:: Consignes de l'exercice ::
1. Répondez aux questions suivantes à partir du texte sur les règles absurdes :
(a) Quel rang occupe ce volet dans la série consacrée aux décisions absurdes ?
(b) À quoi les deux premiers volets avaient-ils été consacrés ?
(c) Quel but les règles ont-elles, d'après le texte ?
2. Réécrivez la liste ci-dessous, et non le texte, en remplaçant « sandy beach » par « rocky shore » sans rien modifier d'autre. Laissez les images de côté dans votre réponse.

··· Extrait de texte ···

Haro sur les pommes pourries dans l’organisation

Avec ce troisième volet sur les décisions absurdes (les deux premiers avaient été consacrés aux erreurs persistantes et aux moyens de les éviter), Christian Morel nous entraîne, à l’aide de nombreux exemples, dans le monde des règles absurdes, un « boulet universel ». Pour l’auteur, « la tendance naturelle des organisations est de privilégier à l’excès les règles qui deviennent la solution. »

Quel que soit le nom qu’on leur donne (loi, règlement, norme, standard, référentiel, charte, préconisation…), elles ont pour but, louable a priori, de réguler les actions humaines. « L’enfer des règles, c’est leur nombre excessif, leur caractère fréquemment inadapté, trop complexe, absurde, ainsi qu’une pression punitive souvent contre-productive », résume l’auteur.

··· Données répertoriées ···

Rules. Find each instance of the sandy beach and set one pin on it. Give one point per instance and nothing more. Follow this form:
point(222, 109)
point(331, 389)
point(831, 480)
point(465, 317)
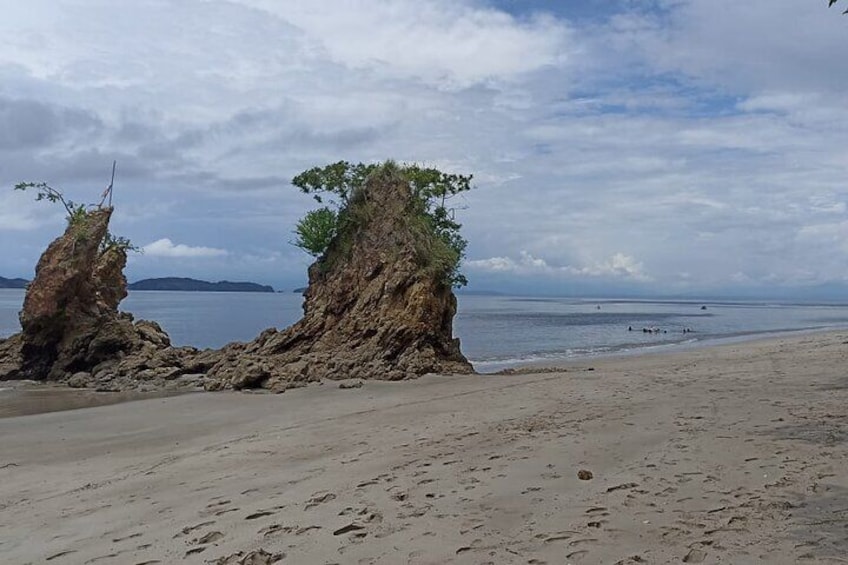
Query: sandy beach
point(730, 454)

···

:: Liste des solutions ::
1.
(a) Il s'agit du troisième volet.
(b) Ils avaient été consacrés aux erreurs persistantes et aux moyens de les éviter.
(c) Elles ont pour but de réguler les actions humaines.

2.
Rules. Find each instance of the rocky shore and set one pin on it. Give one point per instance and nothing more. Follow this form:
point(222, 109)
point(331, 389)
point(831, 480)
point(465, 317)
Query: rocky shore
point(730, 454)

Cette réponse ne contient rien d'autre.